__What is needed__. Transcribe every record without leaving anything out or changing a word.
──────── Provided data
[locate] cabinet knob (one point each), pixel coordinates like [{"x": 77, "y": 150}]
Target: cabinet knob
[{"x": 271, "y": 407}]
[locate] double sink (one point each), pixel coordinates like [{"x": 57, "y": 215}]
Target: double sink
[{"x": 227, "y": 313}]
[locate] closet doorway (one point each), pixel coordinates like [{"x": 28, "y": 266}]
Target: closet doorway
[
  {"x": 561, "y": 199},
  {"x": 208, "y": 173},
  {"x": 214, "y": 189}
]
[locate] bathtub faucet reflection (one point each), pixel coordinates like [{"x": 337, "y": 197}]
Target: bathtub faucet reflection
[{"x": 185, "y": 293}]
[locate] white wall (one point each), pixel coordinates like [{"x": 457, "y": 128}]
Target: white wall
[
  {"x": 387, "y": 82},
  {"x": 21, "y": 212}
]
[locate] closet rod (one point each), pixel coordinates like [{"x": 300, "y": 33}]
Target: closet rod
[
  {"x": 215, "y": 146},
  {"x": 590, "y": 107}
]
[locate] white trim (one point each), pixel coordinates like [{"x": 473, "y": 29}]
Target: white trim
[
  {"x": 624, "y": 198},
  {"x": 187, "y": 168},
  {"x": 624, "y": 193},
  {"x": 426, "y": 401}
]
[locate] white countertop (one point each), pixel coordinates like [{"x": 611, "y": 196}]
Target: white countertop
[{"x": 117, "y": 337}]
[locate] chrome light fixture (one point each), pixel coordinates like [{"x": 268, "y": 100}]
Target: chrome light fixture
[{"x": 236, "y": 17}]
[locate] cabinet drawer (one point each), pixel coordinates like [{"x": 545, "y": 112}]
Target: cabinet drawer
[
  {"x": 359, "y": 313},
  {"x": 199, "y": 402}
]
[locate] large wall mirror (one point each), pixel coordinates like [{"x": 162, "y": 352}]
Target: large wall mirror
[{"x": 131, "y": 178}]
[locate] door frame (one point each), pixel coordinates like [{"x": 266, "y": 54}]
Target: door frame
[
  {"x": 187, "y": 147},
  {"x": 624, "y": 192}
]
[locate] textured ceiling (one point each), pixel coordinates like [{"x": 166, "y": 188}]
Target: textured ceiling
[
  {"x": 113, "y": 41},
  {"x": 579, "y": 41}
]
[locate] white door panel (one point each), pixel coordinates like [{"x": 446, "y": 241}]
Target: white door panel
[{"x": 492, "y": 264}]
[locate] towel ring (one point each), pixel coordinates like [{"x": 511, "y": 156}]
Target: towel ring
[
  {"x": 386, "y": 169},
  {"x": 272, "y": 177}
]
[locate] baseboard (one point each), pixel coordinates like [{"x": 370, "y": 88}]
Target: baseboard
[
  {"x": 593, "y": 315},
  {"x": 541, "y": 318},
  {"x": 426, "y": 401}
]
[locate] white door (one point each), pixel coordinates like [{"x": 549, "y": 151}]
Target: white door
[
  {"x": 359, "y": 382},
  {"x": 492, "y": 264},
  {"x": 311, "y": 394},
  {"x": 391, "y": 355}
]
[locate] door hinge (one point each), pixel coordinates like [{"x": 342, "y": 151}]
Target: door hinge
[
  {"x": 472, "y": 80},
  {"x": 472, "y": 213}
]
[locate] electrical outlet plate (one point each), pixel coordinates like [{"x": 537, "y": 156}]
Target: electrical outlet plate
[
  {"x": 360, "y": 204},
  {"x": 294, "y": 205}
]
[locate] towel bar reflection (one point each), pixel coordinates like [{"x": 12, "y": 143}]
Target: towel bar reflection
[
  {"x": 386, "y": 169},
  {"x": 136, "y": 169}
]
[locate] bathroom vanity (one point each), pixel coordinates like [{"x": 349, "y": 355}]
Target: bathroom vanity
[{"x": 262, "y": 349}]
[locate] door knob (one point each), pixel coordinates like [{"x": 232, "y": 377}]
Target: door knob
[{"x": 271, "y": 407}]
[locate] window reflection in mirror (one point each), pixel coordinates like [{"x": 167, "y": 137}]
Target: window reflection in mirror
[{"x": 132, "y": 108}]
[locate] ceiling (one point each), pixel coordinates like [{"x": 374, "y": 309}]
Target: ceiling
────────────────
__Expected answer__.
[locate] cabinet knob (one point each), pixel coordinates like [{"x": 77, "y": 150}]
Target: cabinet knob
[{"x": 271, "y": 407}]
[locate] double sink (one point each), pixel coordinates like [{"x": 57, "y": 215}]
Target: double sink
[{"x": 227, "y": 313}]
[locate] closet doorway (one point each), pixel coordinates like [{"x": 28, "y": 266}]
Target: closet doorway
[
  {"x": 561, "y": 199},
  {"x": 208, "y": 173},
  {"x": 214, "y": 189}
]
[locate] bathtub faucet reflection (one point each), pixel coordinates like [{"x": 337, "y": 197}]
Target: bathtub faucet reflection
[{"x": 185, "y": 293}]
[locate] white wall (one point each), pixel coordinates like [{"x": 457, "y": 128}]
Target: white wall
[
  {"x": 387, "y": 82},
  {"x": 21, "y": 212}
]
[locate] closet rod (one point each), pixel coordinates like [{"x": 300, "y": 33}]
Target: closet rod
[
  {"x": 215, "y": 146},
  {"x": 590, "y": 107}
]
[locate] white trim (one point each), pixel coordinates like [{"x": 473, "y": 29}]
Target: white trim
[
  {"x": 624, "y": 198},
  {"x": 187, "y": 168},
  {"x": 624, "y": 193},
  {"x": 426, "y": 401}
]
[locate] white countertop (one point each), pixel coordinates like [{"x": 611, "y": 196}]
Target: white countertop
[{"x": 117, "y": 337}]
[locate] chrome light fixture (one point each), pixel coordinates like [{"x": 268, "y": 100}]
Target: chrome light fixture
[{"x": 236, "y": 17}]
[locate] cabinet drawer (one point each), pixel coordinates like [{"x": 545, "y": 112}]
Target: cabinet drawer
[
  {"x": 359, "y": 313},
  {"x": 199, "y": 402}
]
[locate] large wall mirror (one point each), pixel coordinates like [{"x": 162, "y": 352}]
Target: large wall mirror
[{"x": 131, "y": 178}]
[locate] door frame (one point each), pixel coordinates like [{"x": 266, "y": 54}]
Target: door frame
[
  {"x": 187, "y": 147},
  {"x": 624, "y": 192}
]
[locate] textured ceiling (one point each), pixel coordinates like [{"x": 166, "y": 188}]
Target: textured ceiling
[
  {"x": 113, "y": 41},
  {"x": 579, "y": 41}
]
[locate] white door panel (one point each), pixel coordinates like [{"x": 446, "y": 241}]
Target: white door panel
[{"x": 492, "y": 264}]
[locate] towel ring (one point each), pixel coordinates like [{"x": 511, "y": 156}]
Target: towel ring
[
  {"x": 386, "y": 169},
  {"x": 272, "y": 177}
]
[locate] baseboard (one point each), pixel coordinates like [{"x": 370, "y": 88}]
Target: baseboard
[
  {"x": 593, "y": 315},
  {"x": 541, "y": 318},
  {"x": 426, "y": 401}
]
[locate] white door (one point each), pixel coordinates like [{"x": 549, "y": 151}]
Target: white door
[
  {"x": 359, "y": 382},
  {"x": 492, "y": 264},
  {"x": 311, "y": 394},
  {"x": 391, "y": 355}
]
[locate] door hinge (one point each), pixel coordinates like [{"x": 342, "y": 151}]
Target: door hinge
[
  {"x": 472, "y": 80},
  {"x": 472, "y": 213}
]
[locate] electrical outlet plate (one point each), pixel coordinates like [{"x": 537, "y": 156}]
Target: electrical outlet plate
[
  {"x": 360, "y": 204},
  {"x": 294, "y": 205}
]
[locate] towel bar reflection (one point each), pixel coordinates like [{"x": 12, "y": 143}]
Target: towel bar reflection
[
  {"x": 386, "y": 169},
  {"x": 136, "y": 169}
]
[locate] bathroom vanity (one point each), pixel coordinates like [{"x": 349, "y": 355}]
Target: bathroom vanity
[{"x": 262, "y": 349}]
[locate] door knob (one point each), pixel coordinates like [{"x": 232, "y": 377}]
Target: door knob
[{"x": 271, "y": 407}]
[locate] window reflection in mirror (one point each), pixel coordinates like [{"x": 167, "y": 137}]
Target: window reflection in mirror
[{"x": 132, "y": 108}]
[locate] ceiling (one point each), pixel coordinates like [{"x": 374, "y": 309}]
Target: ceiling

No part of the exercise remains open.